CONSEGNE:
1. Ricopia dal brano sulle cartiere calabresi il passo compreso tra "Nonostante la grande" e "un uso capillare.", estremi inclusi.
2. Nel brano sulle cartiere calabresi, quanti uomini e quante donne impiegava lo stabilimento di Serra San Bruno?

BRANO DA LEGGERE:
┌────────

Nonostante la grande domanda e la disponibilità di alberi, furono pochissime le cartiere calabresi. Davano lavoro a centinaia di persone, ma non era tutto rose e fiori. E il sogno dell'industrializzazione lasciò il posto ad altro
La carta si fa con gli alberi, e di alberi in Calabria ce ne sono sempre stati tanti. Ma la produzione della carta direttamente dal legno è storia recente. Nei secoli passati la “bambagina” era fatta soprattutto con gli stracci e dal XV secolo in poi, con l’introduzione della stampa a caratteri mobili, la domanda di tale bene aumentò vertiginosamente soprattutto quando l’abbattimento dei costi di produzione portò a un uso capillare.
Correva l’anno 1590 quando i veneziani Domenico Contarino e Giacomo Ferro, e il napoletano Marcio Imparato, impiantarono una cartiera nella città di Cosenza. Non sappiamo se l’opificio venne realizzato o meno, ma l’antico documento denota la forte richiesta di carta in riva al Crati. Ciononostante per ben due secoli la Calabria non vide neppure l’ombra di una cartiera. Nel suo Saggio di economia campestre (1770) Domenico Grimaldi scriveva infatti che la regione «n’è totalmente priva, malgrado le acque, che ha in abbondanza, i stracci, e carnaccio che vende al forastiero». Poi, d’improvviso, fra ‘800 e ‘900 qualcosa cambiò.
A Serra San Bruno, venne impiantata la Fabbrica Italiana di Cellulosa e Carta, un bagliore d’industria nell’entroterra calabro. Nel 1908 spiccavano due industrie dipendenti dalla silvicoltura regionale. Si trattava di quella di Serra San Bruno per la fabbricazione di carta e cellulosa e quella di Dinami per la “distillazione del legname”. Le due realtà impiegavano insieme 155 lavoratori. Quello di Serra San Bruno era uno stabilimento ben attrezzato. Aveva macchine continue, sfibratoi con pressa, autoclavi, tre caldaie a vapore della potenza di 300 cavalli dinamici e cinque motori. Impiegava 68 uomini e 12 donne, che riuscivano a produrre 12mila quintali di cellulosa all’anno e, con lavorazione aggiuntiva, anche «carta da impacco lucida da un lato, ruvida dall’altro».

└────────

DATI DI PARTENZA:

┌────────

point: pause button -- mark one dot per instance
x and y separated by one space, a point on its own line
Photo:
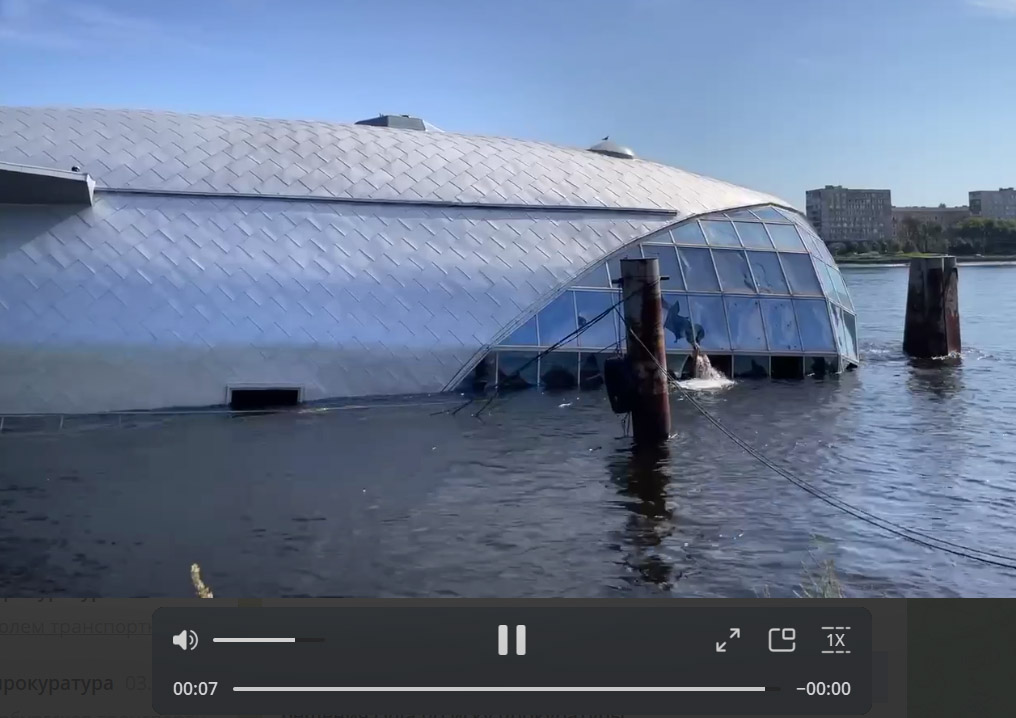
519 640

└────────

SOLUZIONI DELL'ESERCIZIO:
1.
Nonostante la grande domanda e la disponibilità di alberi, furono pochissime le cartiere calabresi. Davano lavoro a centinaia di persone, ma non era tutto rose e fiori. E il sogno dell'industrializzazione lasciò il posto ad altro
La carta si fa con gli alberi, e di alberi in Calabria ce ne sono sempre stati tanti. Ma la produzione della carta direttamente dal legno è storia recente. Nei secoli passati la “bambagina” era fatta soprattutto con gli stracci e dal XV secolo in poi, con l’introduzione della stampa a caratteri mobili, la domanda di tale bene aumentò vertiginosamente soprattutto quando l’abbattimento dei costi di produzione portò a un uso capillare.

2. 68 uomini e 12 donne.